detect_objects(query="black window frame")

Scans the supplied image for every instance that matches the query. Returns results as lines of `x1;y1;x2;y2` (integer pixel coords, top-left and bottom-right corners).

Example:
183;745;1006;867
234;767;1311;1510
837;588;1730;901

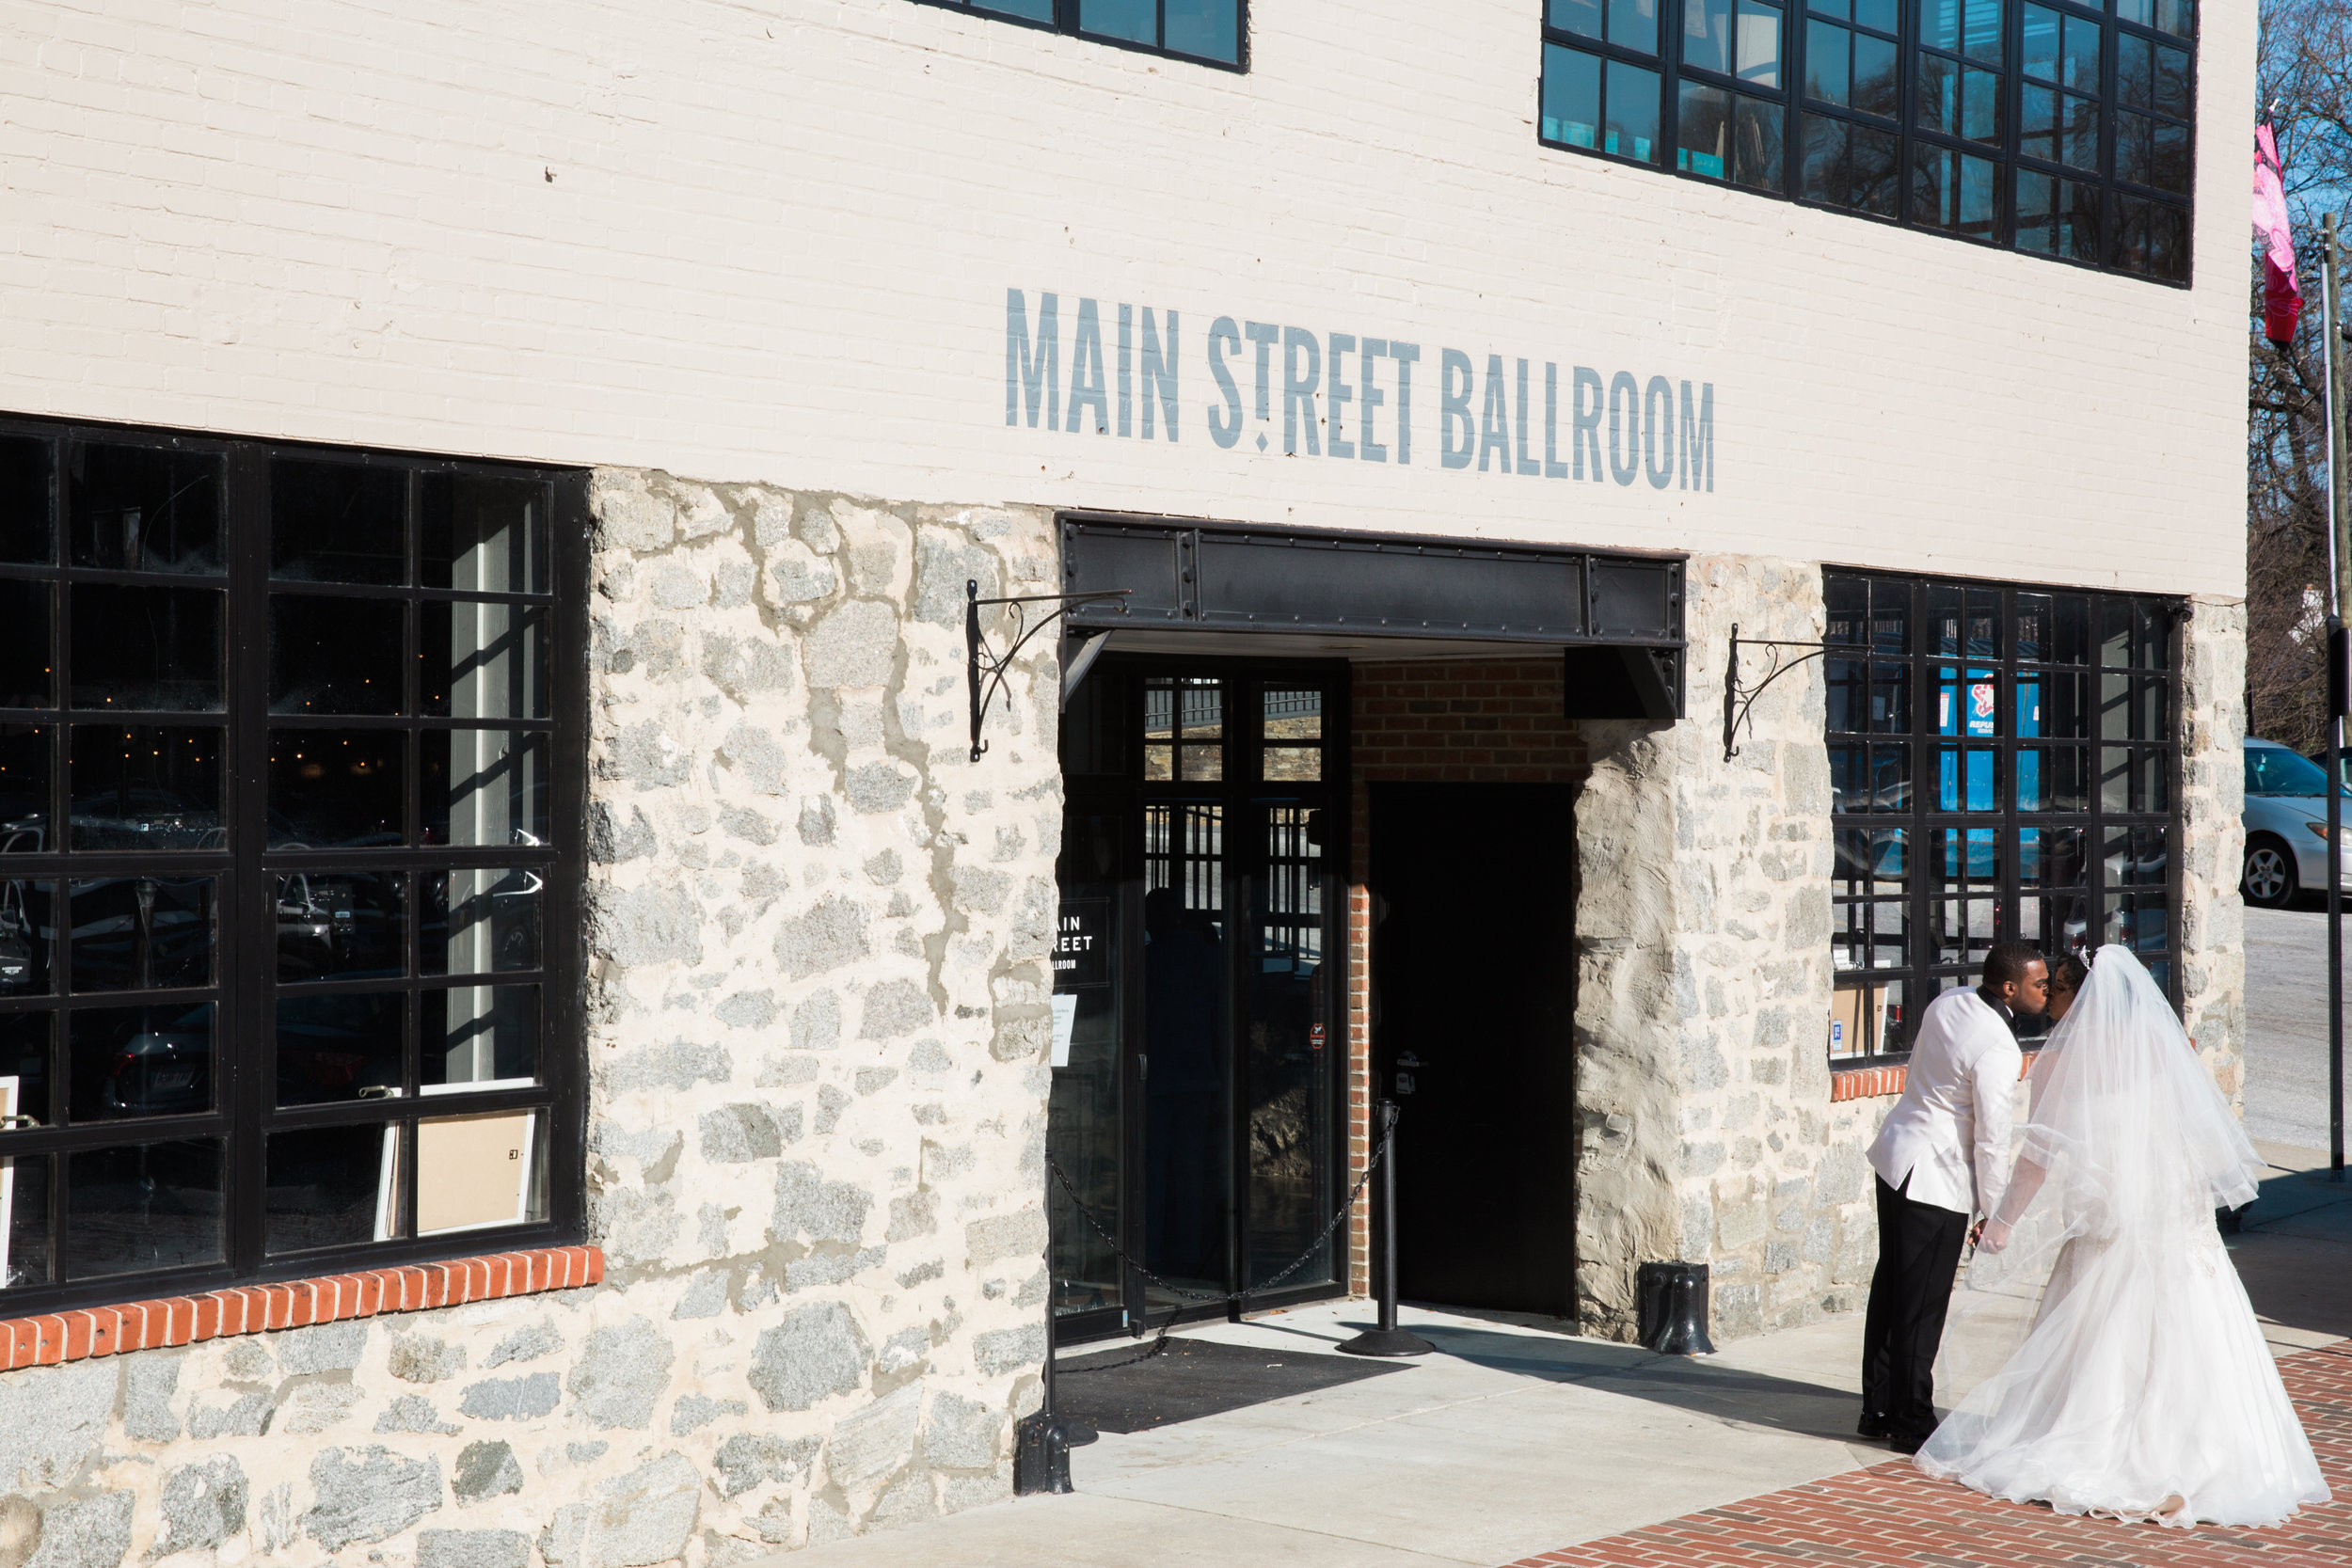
906;0;1248;71
0;414;589;1313
1538;0;2195;285
1824;568;2184;1067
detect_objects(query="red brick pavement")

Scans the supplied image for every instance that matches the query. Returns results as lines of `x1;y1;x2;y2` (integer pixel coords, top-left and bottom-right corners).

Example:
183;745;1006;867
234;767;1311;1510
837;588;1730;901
1503;1340;2352;1568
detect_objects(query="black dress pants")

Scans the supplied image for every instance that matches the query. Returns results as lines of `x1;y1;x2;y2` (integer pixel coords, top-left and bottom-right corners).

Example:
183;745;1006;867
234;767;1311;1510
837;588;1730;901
1860;1172;1969;1443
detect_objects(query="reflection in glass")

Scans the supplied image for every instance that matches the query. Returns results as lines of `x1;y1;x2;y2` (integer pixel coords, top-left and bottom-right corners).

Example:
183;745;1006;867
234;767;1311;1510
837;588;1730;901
421;868;541;976
270;730;405;848
416;1106;546;1236
1078;0;1152;43
69;727;224;851
1607;59;1664;163
2017;745;2089;811
422;730;548;847
70;446;224;576
271;460;406;585
1248;806;1331;1290
65;1139;224;1277
421;984;537;1088
266;1124;396;1254
276;991;403;1106
271;596;404;715
2101;745;2169;814
0;727;45;852
421;474;548;595
0;880;49;1003
278;872;407;982
0;1150;49;1288
422;601;548;719
0;1010;53;1128
69;877;215;991
0;437;56;566
1140;810;1229;1305
70;1004;214;1121
1542;44;1604;149
0;580;51;708
70;586;223;712
1164;0;1240;61
1050;811;1123;1319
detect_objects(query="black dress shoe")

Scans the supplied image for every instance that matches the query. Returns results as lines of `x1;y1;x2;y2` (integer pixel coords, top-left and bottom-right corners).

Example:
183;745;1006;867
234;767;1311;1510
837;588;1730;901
1888;1431;1930;1456
1856;1413;1890;1440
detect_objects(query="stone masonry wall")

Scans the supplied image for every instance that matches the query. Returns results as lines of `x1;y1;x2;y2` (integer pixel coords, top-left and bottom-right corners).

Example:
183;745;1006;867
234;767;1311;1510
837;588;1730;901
1574;556;1856;1343
0;477;1067;1567
2180;595;2249;1107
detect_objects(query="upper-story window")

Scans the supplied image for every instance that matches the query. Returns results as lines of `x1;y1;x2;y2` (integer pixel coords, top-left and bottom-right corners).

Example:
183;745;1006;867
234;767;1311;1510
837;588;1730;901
1540;0;2193;283
915;0;1245;69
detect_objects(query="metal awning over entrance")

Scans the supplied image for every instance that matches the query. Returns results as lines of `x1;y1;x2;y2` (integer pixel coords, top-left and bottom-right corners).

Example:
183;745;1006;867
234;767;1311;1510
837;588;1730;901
1059;515;1687;721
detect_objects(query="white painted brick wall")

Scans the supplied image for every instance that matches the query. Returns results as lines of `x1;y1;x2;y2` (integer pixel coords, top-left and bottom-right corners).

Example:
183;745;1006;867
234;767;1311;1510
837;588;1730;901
0;0;2253;594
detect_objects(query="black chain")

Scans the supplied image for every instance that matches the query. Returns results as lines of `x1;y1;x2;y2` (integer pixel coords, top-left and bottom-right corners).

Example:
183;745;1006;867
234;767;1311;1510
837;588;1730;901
1046;1114;1394;1376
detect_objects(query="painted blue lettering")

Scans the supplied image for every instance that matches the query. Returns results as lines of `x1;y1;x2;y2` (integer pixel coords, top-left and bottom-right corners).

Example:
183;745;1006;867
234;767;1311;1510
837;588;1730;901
1572;368;1604;481
1607;371;1640;486
1478;354;1511;474
1644;375;1676;489
1359;339;1389;463
1207;318;1244;450
1439;349;1476;469
1680;381;1713;491
1391;343;1420;466
1283;327;1322;456
1246;322;1280;426
1542;363;1569;479
1068;300;1110;436
1005;289;1058;431
1514;359;1540;476
1327;333;1356;460
1140;309;1179;441
1117;304;1134;438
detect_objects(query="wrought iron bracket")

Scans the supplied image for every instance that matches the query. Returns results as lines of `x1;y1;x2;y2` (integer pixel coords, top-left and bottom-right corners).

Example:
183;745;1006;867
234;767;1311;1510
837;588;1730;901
1724;623;1836;762
967;580;1131;763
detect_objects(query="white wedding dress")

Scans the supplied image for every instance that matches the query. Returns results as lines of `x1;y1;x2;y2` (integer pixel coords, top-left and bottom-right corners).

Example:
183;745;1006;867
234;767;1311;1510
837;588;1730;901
1915;947;2329;1528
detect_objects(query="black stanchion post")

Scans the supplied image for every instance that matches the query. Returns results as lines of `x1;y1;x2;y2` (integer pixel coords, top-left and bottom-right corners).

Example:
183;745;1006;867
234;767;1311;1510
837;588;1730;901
1013;1217;1098;1494
1339;1100;1434;1358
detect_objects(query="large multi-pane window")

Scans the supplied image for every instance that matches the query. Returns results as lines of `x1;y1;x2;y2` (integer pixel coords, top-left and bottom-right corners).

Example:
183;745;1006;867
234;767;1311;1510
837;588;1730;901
0;419;583;1307
1541;0;2195;282
912;0;1244;68
1825;571;2181;1063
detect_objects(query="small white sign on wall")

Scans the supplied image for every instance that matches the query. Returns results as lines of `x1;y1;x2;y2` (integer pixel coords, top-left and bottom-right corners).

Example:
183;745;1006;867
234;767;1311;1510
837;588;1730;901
1049;993;1078;1069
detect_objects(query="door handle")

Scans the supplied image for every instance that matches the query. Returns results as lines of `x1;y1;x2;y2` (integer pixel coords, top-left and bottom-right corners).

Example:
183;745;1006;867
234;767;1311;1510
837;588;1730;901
1137;1053;1148;1083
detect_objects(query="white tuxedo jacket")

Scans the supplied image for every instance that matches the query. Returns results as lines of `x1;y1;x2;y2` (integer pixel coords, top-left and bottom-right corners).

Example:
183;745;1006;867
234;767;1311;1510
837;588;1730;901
1866;986;2023;1219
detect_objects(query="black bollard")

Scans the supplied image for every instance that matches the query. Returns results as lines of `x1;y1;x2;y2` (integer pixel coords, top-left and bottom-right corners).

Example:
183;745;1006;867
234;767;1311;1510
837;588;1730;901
1339;1101;1435;1357
1012;1244;1098;1494
1635;1260;1716;1355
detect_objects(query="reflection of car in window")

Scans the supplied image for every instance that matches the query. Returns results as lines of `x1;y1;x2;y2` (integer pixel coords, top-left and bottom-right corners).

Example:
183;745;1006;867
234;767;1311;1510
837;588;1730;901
70;788;223;851
0;880;34;991
275;994;400;1102
101;1007;212;1118
276;873;405;981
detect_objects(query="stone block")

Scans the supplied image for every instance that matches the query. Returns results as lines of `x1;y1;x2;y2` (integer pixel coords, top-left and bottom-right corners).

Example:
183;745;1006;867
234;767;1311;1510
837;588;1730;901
773;1160;872;1244
776;896;870;980
792;990;843;1051
846;762;917;814
417;1529;532;1568
803;599;899;689
575;1453;701;1568
973;1324;1045;1379
0;1360;115;1494
300;1447;442;1550
567;1319;675;1431
154;1456;247;1557
26;1491;132;1568
458;1372;561;1422
452;1442;524;1507
186;1391;272;1440
272;1320;370;1374
669;1395;748;1436
923;1391;1002;1471
964;1212;1048;1270
283;1383;367;1433
121;1354;183;1444
859;980;931;1039
825;1382;923;1492
598;884;704;968
750;1304;870;1413
700;1102;786;1162
485;1321;564;1369
375;1396;461;1435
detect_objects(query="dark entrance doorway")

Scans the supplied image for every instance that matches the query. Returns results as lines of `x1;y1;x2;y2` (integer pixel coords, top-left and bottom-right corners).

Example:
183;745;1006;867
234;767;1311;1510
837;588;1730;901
1049;657;1350;1343
1371;783;1576;1316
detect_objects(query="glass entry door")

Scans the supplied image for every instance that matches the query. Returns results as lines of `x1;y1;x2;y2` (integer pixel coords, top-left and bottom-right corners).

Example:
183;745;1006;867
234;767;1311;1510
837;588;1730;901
1050;657;1345;1342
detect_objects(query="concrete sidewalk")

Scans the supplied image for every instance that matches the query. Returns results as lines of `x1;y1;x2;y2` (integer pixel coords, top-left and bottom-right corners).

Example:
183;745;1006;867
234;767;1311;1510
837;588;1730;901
758;1145;2352;1568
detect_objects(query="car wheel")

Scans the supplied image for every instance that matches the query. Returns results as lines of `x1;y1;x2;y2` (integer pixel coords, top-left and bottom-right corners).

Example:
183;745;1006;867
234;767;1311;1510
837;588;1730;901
2243;835;2300;909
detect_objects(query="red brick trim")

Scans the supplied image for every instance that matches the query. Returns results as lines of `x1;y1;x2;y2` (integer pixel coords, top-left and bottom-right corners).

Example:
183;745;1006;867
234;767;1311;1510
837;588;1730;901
1831;1047;2058;1103
0;1244;601;1372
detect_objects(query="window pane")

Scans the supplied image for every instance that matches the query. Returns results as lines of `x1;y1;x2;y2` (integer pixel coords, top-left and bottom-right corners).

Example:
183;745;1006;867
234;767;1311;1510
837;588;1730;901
1911;145;1998;239
270;460;406;586
422;601;548;720
1801;113;1851;202
1835;826;1907;891
0;726;46;853
1735;96;1786;191
266;1124;398;1254
70;586;224;712
2114;198;2188;282
69;877;215;992
2098;671;2168;740
2117;32;2153;110
1853;32;1899;116
278;990;404;1107
2020;826;2087;886
1611;0;1661;50
1542;44;1605;149
0;1010;54;1127
1263;747;1321;782
1181;745;1224;781
0;1150;51;1288
422;867;543;977
2149;120;2190;195
1918;55;2000;140
1607;60;1665;163
421;475;549;595
1163;0;1239;61
0;437;56;566
1737;0;1782;85
69;726;225;851
1807;20;1851;102
278;872;408;982
65;1139;224;1278
0;581;51;711
1826;574;1867;642
71;1004;214;1121
1553;0;1607;38
270;729;406;849
2153;0;2191;38
2100;745;2169;813
69;446;224;577
2017;745;2088;811
1679;83;1733;180
423;730;550;847
1263;689;1323;742
1078;0;1154;44
422;985;538;1088
1936;744;2002;810
271;596;405;716
1686;0;1734;71
2018;670;2090;738
975;0;1055;17
2105;892;2168;954
2022;3;2060;77
417;1106;545;1236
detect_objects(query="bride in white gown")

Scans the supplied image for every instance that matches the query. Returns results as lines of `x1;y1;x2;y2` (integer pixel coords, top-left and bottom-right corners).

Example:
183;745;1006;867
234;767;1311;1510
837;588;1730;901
1915;945;2329;1528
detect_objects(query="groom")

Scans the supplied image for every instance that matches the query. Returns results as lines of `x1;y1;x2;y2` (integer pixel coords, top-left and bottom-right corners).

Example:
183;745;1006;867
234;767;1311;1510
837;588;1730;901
1859;942;2047;1453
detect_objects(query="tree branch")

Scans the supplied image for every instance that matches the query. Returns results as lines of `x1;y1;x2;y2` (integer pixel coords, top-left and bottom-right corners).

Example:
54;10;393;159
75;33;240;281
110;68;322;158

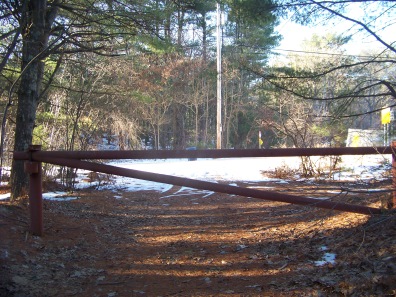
310;0;396;54
0;28;21;74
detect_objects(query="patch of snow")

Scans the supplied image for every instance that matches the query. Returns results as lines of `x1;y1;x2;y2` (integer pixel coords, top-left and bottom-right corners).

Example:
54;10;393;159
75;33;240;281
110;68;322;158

..............................

Only lines with the word "stone" are wanted; pull each of them from the records.

detect_objects(query="stone masonry wall")
detect_objects(query="stone block")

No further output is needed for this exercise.